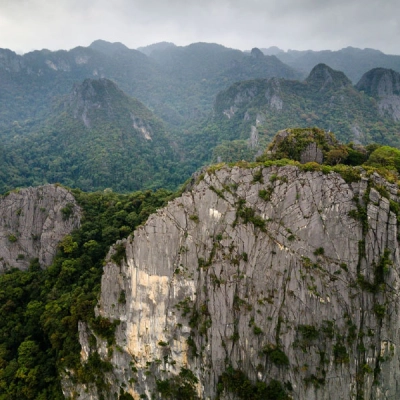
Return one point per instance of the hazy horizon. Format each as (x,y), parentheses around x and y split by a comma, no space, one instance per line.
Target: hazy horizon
(288,24)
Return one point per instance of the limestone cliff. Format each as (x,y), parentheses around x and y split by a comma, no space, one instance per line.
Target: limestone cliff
(265,283)
(32,222)
(383,84)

• What needs to be done:
Quote all of the records above word for word, leaving out the pictures.

• Expected answer:
Return one point per instance of the hazy horizon. Format each as (x,y), parentheses around x and y split by a comma, no space, one instance per line.
Target: hazy horizon
(288,24)
Return one point per instance of the limestone cliff. Format each as (x,y), parentheses around x and y split by a comma, no space, one instance per line.
Target: limestone cliff
(265,283)
(32,222)
(383,84)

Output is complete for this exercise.